[Rows taken from a dataset]
* * * * *

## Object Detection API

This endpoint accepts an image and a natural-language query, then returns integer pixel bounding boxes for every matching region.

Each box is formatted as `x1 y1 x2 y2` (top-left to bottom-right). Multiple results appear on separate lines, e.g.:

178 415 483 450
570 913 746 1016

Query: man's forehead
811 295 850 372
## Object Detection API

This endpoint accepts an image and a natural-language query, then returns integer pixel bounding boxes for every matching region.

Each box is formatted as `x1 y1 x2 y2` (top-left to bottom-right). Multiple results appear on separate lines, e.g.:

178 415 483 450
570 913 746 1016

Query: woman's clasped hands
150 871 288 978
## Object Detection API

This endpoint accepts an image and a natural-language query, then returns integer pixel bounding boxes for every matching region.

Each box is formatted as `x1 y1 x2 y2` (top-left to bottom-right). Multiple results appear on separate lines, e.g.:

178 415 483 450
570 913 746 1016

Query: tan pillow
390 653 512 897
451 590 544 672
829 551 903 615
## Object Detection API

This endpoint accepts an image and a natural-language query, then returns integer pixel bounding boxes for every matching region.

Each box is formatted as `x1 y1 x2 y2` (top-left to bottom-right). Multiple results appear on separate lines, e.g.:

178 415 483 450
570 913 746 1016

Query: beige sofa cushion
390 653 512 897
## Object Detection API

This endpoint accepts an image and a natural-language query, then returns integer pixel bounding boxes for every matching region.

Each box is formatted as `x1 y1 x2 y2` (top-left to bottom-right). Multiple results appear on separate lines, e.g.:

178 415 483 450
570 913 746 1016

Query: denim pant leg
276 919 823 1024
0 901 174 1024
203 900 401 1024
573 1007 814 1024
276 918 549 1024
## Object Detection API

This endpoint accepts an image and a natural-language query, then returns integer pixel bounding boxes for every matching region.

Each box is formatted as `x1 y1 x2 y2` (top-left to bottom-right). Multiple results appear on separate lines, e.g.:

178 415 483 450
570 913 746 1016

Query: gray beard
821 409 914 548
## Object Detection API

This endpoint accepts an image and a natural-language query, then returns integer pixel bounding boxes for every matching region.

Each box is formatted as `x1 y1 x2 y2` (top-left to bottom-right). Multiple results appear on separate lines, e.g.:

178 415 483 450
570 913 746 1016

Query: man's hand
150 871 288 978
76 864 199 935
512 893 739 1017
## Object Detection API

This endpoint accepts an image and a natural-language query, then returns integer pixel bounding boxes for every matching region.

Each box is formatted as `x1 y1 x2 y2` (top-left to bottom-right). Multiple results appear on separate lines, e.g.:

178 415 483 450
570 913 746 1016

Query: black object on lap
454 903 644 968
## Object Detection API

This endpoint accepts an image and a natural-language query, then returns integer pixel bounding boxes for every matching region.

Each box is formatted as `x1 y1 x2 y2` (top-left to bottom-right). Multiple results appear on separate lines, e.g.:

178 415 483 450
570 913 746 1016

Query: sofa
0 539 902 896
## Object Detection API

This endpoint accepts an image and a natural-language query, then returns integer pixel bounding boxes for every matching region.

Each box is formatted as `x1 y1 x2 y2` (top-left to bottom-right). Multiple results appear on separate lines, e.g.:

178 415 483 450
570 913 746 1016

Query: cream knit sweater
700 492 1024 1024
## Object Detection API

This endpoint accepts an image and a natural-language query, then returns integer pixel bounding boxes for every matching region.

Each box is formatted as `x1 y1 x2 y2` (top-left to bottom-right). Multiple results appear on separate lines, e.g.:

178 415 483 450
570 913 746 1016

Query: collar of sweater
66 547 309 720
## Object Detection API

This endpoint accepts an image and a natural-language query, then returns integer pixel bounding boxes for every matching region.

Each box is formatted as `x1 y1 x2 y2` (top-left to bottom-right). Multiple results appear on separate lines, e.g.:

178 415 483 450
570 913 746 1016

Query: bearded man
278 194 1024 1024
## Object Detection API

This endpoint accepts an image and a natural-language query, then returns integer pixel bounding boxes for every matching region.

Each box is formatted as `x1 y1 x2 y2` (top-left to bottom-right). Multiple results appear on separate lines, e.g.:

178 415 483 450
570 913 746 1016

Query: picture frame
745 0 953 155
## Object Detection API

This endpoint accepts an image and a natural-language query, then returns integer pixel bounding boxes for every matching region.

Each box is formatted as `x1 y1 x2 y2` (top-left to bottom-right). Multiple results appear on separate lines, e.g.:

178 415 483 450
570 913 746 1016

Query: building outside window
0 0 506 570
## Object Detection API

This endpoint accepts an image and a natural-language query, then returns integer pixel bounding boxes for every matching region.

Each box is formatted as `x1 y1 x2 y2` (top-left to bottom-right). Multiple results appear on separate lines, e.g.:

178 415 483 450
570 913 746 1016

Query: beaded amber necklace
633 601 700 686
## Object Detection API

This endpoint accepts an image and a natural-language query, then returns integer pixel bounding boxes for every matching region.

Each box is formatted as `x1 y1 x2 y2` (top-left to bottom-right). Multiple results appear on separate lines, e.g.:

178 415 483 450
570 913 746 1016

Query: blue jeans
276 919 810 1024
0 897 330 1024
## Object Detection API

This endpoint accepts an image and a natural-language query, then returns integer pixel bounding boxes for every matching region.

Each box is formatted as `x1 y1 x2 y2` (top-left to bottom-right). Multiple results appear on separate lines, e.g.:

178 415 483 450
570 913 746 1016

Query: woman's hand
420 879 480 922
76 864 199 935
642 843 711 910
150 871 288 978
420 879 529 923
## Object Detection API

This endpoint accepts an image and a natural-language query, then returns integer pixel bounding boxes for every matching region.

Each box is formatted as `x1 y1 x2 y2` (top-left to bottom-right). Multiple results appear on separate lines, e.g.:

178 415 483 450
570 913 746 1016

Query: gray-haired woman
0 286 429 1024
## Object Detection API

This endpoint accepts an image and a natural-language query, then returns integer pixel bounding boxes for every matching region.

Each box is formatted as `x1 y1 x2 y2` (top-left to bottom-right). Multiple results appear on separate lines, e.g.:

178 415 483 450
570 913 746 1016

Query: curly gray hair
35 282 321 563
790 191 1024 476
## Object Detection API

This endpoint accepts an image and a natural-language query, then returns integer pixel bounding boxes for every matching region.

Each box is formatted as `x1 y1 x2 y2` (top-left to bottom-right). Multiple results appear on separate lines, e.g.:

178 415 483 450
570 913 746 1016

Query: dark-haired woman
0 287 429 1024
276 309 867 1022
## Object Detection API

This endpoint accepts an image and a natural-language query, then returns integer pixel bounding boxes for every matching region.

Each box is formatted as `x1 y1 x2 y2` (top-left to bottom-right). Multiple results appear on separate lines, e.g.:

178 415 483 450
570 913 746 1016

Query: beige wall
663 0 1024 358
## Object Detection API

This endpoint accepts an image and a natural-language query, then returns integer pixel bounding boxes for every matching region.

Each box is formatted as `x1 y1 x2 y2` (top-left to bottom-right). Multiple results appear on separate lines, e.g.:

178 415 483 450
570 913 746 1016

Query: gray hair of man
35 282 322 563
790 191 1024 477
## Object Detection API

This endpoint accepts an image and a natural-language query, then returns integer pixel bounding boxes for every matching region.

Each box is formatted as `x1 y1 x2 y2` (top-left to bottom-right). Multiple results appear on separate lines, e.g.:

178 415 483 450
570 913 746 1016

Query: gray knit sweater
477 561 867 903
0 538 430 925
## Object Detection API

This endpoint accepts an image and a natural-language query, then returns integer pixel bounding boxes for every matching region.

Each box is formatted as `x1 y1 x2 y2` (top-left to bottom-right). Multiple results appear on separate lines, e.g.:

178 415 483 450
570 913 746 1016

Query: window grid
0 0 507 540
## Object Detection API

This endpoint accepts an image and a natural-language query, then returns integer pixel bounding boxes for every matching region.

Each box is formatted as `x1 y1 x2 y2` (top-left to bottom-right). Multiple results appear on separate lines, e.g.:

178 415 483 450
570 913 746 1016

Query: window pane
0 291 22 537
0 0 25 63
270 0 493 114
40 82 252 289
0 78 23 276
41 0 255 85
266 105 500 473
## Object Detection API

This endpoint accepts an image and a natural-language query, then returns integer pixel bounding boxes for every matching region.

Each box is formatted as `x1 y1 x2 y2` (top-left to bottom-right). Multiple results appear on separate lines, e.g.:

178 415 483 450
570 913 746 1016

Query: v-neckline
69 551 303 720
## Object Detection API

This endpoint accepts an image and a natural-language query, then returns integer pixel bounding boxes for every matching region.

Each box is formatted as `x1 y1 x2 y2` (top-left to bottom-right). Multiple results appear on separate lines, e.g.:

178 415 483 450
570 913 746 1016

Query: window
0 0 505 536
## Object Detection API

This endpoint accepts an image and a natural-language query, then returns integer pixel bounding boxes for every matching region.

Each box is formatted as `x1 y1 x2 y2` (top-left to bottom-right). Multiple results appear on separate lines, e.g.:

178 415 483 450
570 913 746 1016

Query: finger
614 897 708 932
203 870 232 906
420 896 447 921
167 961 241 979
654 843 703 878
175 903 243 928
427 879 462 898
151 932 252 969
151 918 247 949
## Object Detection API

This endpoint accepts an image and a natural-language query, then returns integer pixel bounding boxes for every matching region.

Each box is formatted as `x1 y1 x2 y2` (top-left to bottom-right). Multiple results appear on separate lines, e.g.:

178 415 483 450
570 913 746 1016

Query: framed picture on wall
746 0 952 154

* * * * *

Which lines in the records above contain the word "wall" (case-sensitive)? Copy each of those lines.

• **Answer to the task**:
Query: beige wall
Query: framed picture on wall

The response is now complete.